# SELECTION

_ _ _ _ _

In 1723 the Gran Consiglio of the Fiuman commune was put under the Circle of Inner Austria with its seat at Graz. The captain, as a representative of the emperor, held the executive power over governmental economic policy. Progressively, Fiume was included in a broader institutional framework aimed at the economic development of the whole empire, and was increasingly included as part of Hungary. That Hungarian influence was on the rise is reflected in the fact that Fiume, as a Free City, accepted the Pragmatic Sanction in 1723, the same year as did the Hungarian Diet and the other Habsburg lands, while the "sister city" of Trieste had done so ten years earlier, in 1713. Charles VI intended for Trieste to link Austrian lands to his remaining Spanish possessions – Naples. Fiume was to provide a link to Hungary and the Banat of Temesvar, where the colony of Spanish exiles of Nova Barcelona was to be founded.

_ _ _ _ _

# RECORDED DATA

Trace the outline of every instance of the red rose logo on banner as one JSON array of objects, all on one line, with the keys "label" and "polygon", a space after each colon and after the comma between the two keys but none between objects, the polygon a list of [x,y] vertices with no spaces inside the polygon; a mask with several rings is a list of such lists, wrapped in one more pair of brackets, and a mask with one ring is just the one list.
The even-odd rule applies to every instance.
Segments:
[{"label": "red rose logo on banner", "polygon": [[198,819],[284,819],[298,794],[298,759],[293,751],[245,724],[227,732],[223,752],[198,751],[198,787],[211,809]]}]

_ _ _ _ _

# GIVEN INSTRUCTION
Please echo the Fiume passage in full, word for word. The data has no connection to the Fiume passage.

# RESPONSE TO THE TASK
In 1723 the Gran Consiglio of the Fiuman commune was put under the Circle of Inner Austria with its seat at Graz. The captain, as a representative of the emperor, held the executive power over governmental economic policy. Progressively, Fiume was included in a broader institutional framework aimed at the economic development of the whole empire, and was increasingly included as part of Hungary. That Hungarian influence was on the rise is reflected in the fact that Fiume, as a Free City, accepted the Pragmatic Sanction in 1723, the same year as did the Hungarian Diet and the other Habsburg lands, while the "sister city" of Trieste had done so ten years earlier, in 1713. Charles VI intended for Trieste to link Austrian lands to his remaining Spanish possessions – Naples. Fiume was to provide a link to Hungary and the Banat of Temesvar, where the colony of Spanish exiles of Nova Barcelona was to be founded.